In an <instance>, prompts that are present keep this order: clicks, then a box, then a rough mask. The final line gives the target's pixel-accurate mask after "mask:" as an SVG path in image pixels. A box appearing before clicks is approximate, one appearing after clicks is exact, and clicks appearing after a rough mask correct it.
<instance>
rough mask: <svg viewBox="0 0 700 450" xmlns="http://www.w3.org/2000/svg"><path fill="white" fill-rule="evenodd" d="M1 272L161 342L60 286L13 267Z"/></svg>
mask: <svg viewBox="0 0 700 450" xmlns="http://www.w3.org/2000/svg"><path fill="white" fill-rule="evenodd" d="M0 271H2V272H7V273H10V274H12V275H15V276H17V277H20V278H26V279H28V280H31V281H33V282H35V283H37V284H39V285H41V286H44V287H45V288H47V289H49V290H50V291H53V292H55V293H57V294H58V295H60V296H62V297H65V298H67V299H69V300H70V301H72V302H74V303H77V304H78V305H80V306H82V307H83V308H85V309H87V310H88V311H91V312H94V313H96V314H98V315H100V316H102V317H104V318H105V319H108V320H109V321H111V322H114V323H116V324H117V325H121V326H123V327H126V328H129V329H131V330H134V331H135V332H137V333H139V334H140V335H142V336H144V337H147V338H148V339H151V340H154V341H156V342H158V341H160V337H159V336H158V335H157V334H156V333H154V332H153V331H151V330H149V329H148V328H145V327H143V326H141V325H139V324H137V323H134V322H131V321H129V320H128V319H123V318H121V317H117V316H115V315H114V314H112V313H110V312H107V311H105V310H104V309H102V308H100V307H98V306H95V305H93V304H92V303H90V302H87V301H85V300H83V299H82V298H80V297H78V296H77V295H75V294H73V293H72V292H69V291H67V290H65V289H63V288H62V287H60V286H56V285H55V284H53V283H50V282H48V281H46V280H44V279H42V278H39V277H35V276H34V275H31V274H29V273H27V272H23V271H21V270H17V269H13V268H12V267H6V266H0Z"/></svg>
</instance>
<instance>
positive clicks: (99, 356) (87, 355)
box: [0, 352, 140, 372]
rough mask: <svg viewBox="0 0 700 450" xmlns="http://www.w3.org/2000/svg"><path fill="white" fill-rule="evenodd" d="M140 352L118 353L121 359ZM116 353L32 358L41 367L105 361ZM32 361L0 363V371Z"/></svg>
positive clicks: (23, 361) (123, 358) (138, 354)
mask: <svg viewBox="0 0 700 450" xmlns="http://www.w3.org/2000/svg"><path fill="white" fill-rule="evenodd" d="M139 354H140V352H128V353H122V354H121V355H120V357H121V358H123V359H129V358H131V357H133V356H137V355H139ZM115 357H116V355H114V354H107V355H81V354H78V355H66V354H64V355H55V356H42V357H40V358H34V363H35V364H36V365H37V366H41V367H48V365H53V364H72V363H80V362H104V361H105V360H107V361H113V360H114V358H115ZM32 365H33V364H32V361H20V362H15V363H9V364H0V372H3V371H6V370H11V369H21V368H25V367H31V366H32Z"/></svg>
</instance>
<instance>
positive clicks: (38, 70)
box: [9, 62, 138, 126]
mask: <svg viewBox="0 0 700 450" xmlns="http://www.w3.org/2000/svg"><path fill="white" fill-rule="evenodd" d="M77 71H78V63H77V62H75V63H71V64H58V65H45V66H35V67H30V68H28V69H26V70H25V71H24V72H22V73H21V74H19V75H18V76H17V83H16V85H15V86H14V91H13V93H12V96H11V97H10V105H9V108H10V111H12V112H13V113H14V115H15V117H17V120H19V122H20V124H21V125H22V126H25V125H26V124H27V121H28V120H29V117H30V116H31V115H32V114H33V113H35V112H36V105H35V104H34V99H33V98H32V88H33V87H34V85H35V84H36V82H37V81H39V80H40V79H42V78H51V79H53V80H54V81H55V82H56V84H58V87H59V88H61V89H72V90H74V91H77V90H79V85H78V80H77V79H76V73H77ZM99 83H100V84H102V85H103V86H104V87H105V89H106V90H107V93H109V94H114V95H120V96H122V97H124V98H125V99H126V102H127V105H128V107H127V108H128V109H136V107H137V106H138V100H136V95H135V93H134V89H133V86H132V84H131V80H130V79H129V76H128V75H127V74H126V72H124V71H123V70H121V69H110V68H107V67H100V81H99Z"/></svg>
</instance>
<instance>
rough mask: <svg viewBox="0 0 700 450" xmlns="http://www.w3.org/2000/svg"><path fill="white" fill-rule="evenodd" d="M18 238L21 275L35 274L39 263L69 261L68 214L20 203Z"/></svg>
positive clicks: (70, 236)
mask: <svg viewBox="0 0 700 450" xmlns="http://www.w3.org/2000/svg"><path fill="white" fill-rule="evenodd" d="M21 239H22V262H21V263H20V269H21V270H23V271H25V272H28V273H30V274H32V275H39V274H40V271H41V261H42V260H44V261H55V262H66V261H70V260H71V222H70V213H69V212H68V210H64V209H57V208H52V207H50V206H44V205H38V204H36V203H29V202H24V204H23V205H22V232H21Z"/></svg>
+---+
● Your task: The answer should consist of every record above, copied exactly.

● Output below:
In an <instance>, prompts that are present keep this order: clicks, then a box, then a rough mask. The final line gives the target's pixel-accurate mask after "mask:" as an SVG path in image pixels. A box appearing before clicks is approximate, one appearing after clicks is exact, and clicks appearing after a rough mask correct it.
<instance>
rough mask: <svg viewBox="0 0 700 450" xmlns="http://www.w3.org/2000/svg"><path fill="white" fill-rule="evenodd" d="M1 272L161 342L60 286L13 267Z"/></svg>
mask: <svg viewBox="0 0 700 450" xmlns="http://www.w3.org/2000/svg"><path fill="white" fill-rule="evenodd" d="M0 271H2V272H7V273H10V274H12V275H15V276H17V277H20V278H26V279H28V280H31V281H33V282H35V283H37V284H39V285H41V286H44V287H45V288H47V289H49V290H50V291H53V292H55V293H57V294H58V295H60V296H62V297H65V298H67V299H69V300H70V301H72V302H74V303H77V304H78V305H80V306H82V307H83V308H85V309H87V310H88V311H91V312H94V313H96V314H98V315H100V316H102V317H104V318H105V319H108V320H109V321H111V322H114V323H116V324H117V325H121V326H123V327H126V328H129V329H131V330H134V331H135V332H137V333H139V334H140V335H142V336H144V337H147V338H148V339H151V340H154V341H156V342H158V341H160V337H159V336H158V335H157V334H156V333H154V332H153V331H151V330H149V329H148V328H145V327H143V326H141V325H139V324H137V323H134V322H131V321H129V320H128V319H123V318H121V317H117V316H115V315H114V314H112V313H110V312H107V311H105V310H104V309H102V308H100V307H98V306H95V305H93V304H92V303H90V302H87V301H85V300H83V299H82V298H80V297H78V296H77V295H75V294H73V293H72V292H69V291H67V290H65V289H63V288H62V287H60V286H56V285H55V284H53V283H50V282H48V281H46V280H44V279H42V278H39V277H35V276H34V275H31V274H29V273H27V272H23V271H21V270H17V269H13V268H12V267H6V266H0Z"/></svg>
</instance>
<instance>
positive clicks: (99, 356) (87, 355)
box: [0, 352, 140, 372]
rough mask: <svg viewBox="0 0 700 450" xmlns="http://www.w3.org/2000/svg"><path fill="white" fill-rule="evenodd" d="M140 352L118 353L121 359ZM116 353L32 358L41 367L105 361ZM32 361L0 363V371Z"/></svg>
positive clicks: (23, 361) (123, 358) (138, 354)
mask: <svg viewBox="0 0 700 450" xmlns="http://www.w3.org/2000/svg"><path fill="white" fill-rule="evenodd" d="M139 354H140V352H128V353H122V354H121V355H120V357H121V358H123V359H129V358H131V357H133V356H137V355H139ZM115 357H116V355H114V354H107V355H81V354H78V355H66V354H64V355H55V356H42V357H40V358H34V363H35V364H36V365H37V366H41V367H48V365H53V364H72V363H80V362H104V361H105V360H107V361H113V360H114V358H115ZM32 365H33V364H32V361H20V362H15V363H9V364H0V372H3V371H6V370H11V369H21V368H25V367H31V366H32Z"/></svg>
</instance>
<instance>
positive clicks: (38, 70)
box: [9, 62, 138, 126]
mask: <svg viewBox="0 0 700 450" xmlns="http://www.w3.org/2000/svg"><path fill="white" fill-rule="evenodd" d="M77 71H78V63H77V62H75V63H71V64H58V65H45V66H35V67H30V68H28V69H26V70H25V71H24V72H22V73H21V74H19V75H18V76H17V83H16V85H15V86H14V91H13V93H12V96H11V97H10V105H9V108H10V111H12V112H13V113H14V115H15V117H17V120H19V122H20V124H21V125H22V126H25V125H26V124H27V121H28V120H29V117H30V116H31V115H32V114H33V113H35V112H36V105H35V104H34V99H33V98H32V88H33V87H34V85H35V84H36V82H37V81H39V80H40V79H42V78H51V79H53V80H54V81H55V82H56V84H58V87H59V88H61V89H72V90H74V91H77V90H79V85H78V80H77V79H76V73H77ZM99 83H100V84H102V85H103V86H104V87H105V89H106V90H107V93H109V94H114V95H120V96H122V97H124V98H125V99H126V102H127V105H128V107H127V108H128V109H136V107H137V106H138V100H136V95H135V93H134V89H133V86H132V84H131V80H130V79H129V76H128V75H127V74H126V72H124V71H123V70H121V69H110V68H107V67H100V81H99Z"/></svg>
</instance>
<instance>
rough mask: <svg viewBox="0 0 700 450" xmlns="http://www.w3.org/2000/svg"><path fill="white" fill-rule="evenodd" d="M18 238L21 275L35 274L39 263L69 261L68 214L20 203Z"/></svg>
positive clicks: (70, 236)
mask: <svg viewBox="0 0 700 450" xmlns="http://www.w3.org/2000/svg"><path fill="white" fill-rule="evenodd" d="M21 239H22V262H21V263H20V269H21V270H23V271H25V272H28V273H30V274H32V275H39V274H40V271H41V261H42V260H44V261H55V262H66V261H70V260H71V222H70V213H69V212H68V210H64V209H57V208H52V207H50V206H44V205H38V204H36V203H29V202H24V204H23V205H22V232H21Z"/></svg>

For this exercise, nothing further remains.